Auszug zum Lesen:
::::::::

In uns ist der Ort, wo wir uns mit miteinander verbinden. Was wir mit Zuwendung aufnehmen, das können wir nicht bekämpfen, ohne uns dabei selber zu zerstören.

Wir füllen uns sowohl mit der Sympathie und Antipathie, als auch mit den Sichtweisen unseres Gegenübers. Wir stehen ihm oder ihr nicht mehr indifferent gegenüber, sondern nehmen Anteil sowohl an Weltbild, Erlebnissen als auch der Seelenverfassung des Anderen. Sie sind uns nur noch insofern fremd, als dass sie nicht unsere eigenen sind. Anteilnahme ist Teil der sozialen Geste. Wird diese Geste erwidert, schaffen wir sozialen Raum. Wir verbinden uns seelisch. Das Gegenüber wird Teil von uns und wir von ihm.

::::::::

Daten mit Punktmarkierungen:

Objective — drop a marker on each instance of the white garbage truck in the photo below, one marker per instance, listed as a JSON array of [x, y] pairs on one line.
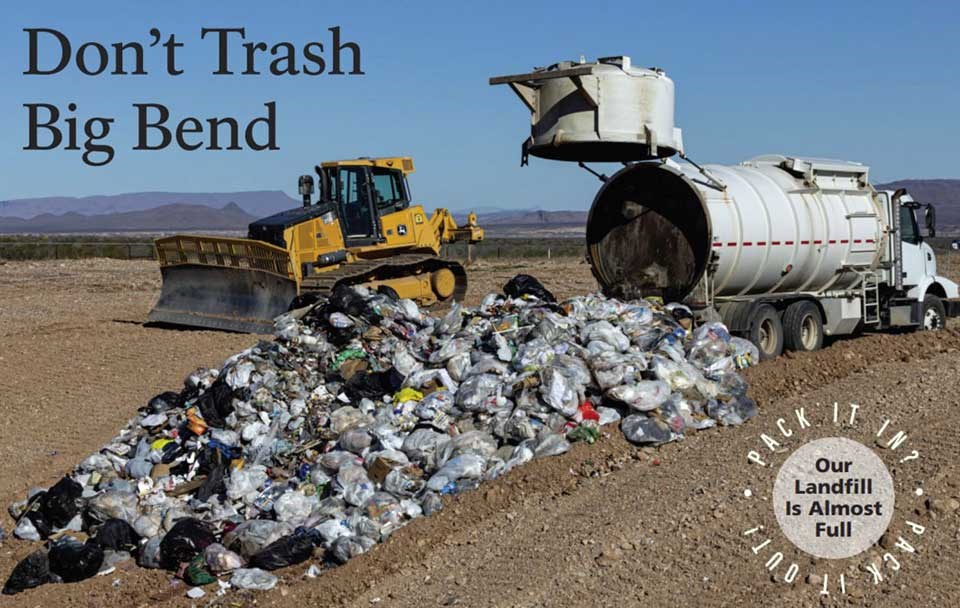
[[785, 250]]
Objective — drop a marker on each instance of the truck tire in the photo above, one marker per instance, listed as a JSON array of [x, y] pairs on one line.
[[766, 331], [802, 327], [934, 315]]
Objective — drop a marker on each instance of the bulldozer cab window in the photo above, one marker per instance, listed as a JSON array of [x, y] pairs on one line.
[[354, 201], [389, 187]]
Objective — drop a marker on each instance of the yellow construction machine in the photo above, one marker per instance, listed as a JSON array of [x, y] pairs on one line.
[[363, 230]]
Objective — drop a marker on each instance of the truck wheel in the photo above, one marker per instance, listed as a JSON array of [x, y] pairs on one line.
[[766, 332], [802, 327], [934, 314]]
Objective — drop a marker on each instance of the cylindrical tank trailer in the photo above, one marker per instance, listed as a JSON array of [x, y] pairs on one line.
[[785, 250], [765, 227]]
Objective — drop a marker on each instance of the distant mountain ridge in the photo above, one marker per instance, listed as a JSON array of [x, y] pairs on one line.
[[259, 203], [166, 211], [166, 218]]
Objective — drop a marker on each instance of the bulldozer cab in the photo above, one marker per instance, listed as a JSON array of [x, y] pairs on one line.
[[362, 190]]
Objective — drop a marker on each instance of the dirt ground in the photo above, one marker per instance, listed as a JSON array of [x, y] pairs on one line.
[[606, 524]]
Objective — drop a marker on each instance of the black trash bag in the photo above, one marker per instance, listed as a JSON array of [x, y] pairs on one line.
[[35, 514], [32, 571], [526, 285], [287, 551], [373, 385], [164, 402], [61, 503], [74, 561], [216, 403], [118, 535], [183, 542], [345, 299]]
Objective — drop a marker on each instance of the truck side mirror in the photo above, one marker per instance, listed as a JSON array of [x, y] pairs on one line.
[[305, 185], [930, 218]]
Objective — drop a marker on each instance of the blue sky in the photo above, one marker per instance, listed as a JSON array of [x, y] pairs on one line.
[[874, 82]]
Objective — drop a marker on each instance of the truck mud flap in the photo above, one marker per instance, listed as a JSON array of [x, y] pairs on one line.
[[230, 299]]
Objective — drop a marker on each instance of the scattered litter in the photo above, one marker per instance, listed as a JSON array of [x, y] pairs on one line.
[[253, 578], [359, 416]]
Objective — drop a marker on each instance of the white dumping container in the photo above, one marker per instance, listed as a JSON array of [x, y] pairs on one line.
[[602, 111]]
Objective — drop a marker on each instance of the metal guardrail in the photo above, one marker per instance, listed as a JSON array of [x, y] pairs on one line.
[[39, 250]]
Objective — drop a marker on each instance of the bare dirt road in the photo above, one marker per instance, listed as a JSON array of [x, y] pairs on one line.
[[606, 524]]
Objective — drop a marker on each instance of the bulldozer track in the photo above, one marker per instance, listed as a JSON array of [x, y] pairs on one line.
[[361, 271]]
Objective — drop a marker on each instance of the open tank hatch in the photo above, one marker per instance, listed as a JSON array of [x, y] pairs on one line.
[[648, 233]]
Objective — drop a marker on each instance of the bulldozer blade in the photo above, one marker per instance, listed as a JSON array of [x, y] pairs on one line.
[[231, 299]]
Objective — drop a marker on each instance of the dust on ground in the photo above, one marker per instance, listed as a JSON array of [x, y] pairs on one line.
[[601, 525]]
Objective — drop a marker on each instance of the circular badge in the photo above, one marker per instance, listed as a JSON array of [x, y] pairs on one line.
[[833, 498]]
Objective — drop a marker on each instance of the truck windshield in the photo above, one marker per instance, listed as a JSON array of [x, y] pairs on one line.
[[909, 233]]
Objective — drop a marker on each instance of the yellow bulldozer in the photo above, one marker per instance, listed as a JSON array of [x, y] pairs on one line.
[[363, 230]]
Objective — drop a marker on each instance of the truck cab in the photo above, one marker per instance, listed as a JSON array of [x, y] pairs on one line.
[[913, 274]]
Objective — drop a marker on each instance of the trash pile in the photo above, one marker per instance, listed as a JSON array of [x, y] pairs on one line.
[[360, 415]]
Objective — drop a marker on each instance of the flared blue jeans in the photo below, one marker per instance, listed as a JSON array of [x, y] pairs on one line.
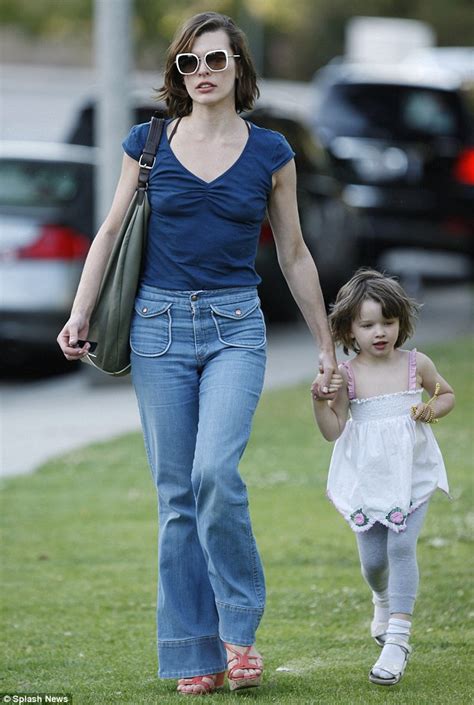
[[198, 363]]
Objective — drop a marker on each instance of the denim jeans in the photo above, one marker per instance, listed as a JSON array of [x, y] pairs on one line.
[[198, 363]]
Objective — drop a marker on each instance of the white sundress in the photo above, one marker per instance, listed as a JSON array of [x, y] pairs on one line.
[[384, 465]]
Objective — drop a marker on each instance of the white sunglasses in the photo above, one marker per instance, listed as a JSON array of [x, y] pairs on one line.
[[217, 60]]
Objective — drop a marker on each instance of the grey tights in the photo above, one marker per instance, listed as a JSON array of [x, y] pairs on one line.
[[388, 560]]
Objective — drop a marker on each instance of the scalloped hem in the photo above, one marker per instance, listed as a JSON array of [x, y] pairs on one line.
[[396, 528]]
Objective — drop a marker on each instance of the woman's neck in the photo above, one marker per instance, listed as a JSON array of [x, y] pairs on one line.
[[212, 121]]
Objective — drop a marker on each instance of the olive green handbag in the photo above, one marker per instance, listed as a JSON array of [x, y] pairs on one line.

::::::::

Die Aufgabe:
Führe den Text über Anteilnahme und seelische Verbindung weiter, beginnend nach seinem letzten Satz.

Die Antwort:
Doch ist Sympathie wirklich der soziale Auslöser? Entsteht sie nicht viel mehr durch die soziale Geste? Unsere Kindheit beantwortet diese Frage. In der Kindheit ist der soziale Impuls besonders stark ausgeprägt, wird aber durch etwas anderes ausgelöst als Sympathie, nämlich durch Interesse. Ein seelisch gesundes Kind ist interessiert und geht offen auf Menschen und Welt zu. Sympathie ist also das Ergebnis von Interesse. Interesse wird zu Sympathie. Und Sympathie fördert den Willen, verstehen zu wollen. Was wir verstehen, können wir nicht bekämpfen, ohne uns selber zu verleugnen.

Interesse wird zur Willenstat und macht Interesse zur zentralen sozialen Geste. Interesse öffnet Türe für Verständnis und Anteilnahme. Etwas Gemeinsames kann entstehen. Kultivieren des Sozialen heisst also, eine offene und interessierte Grundhaltung in uns zu erzeugen; einen Raum öffnen, in dem sich unser Gegenüber offenbaren kann. In der sozialen Geste erleben wir uns als Mensch unter Menschen, sie ist somit ein Akt der Selbsterfahrung, sich selber als Mensch zu erleben.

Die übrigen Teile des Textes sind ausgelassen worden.